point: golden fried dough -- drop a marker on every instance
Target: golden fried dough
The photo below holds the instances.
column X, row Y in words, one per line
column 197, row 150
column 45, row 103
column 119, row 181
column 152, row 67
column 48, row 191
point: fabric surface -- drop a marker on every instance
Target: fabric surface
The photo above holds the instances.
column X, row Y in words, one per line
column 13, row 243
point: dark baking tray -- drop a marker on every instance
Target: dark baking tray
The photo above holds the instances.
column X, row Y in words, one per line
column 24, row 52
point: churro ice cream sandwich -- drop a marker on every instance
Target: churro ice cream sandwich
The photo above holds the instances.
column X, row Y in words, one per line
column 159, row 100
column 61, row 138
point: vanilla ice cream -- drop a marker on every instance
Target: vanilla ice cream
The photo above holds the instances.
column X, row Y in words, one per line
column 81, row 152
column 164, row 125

* * *

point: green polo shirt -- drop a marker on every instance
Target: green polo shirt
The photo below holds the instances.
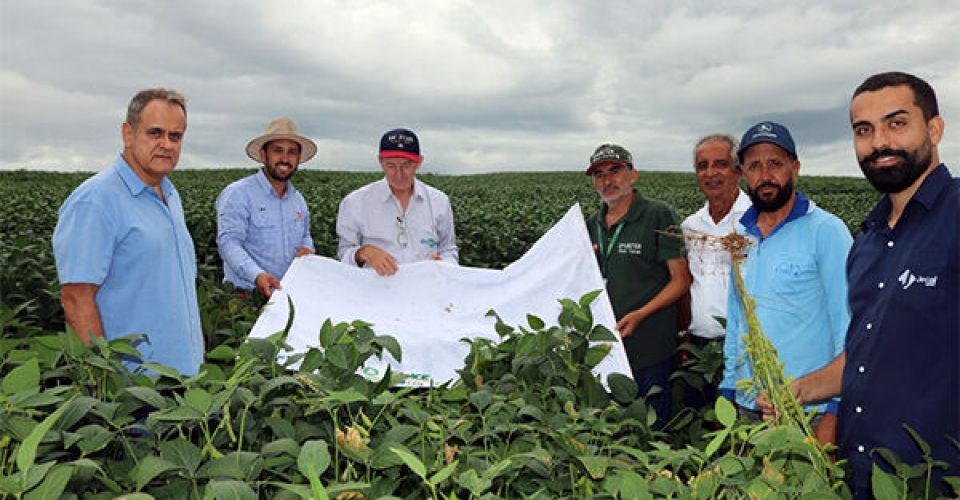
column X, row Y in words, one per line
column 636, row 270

---

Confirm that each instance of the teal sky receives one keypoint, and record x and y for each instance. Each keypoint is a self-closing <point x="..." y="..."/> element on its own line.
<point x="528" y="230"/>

Exercise: Report how many lines of the data above include "sandwich", giving the number and no other words.

Solved problem: 2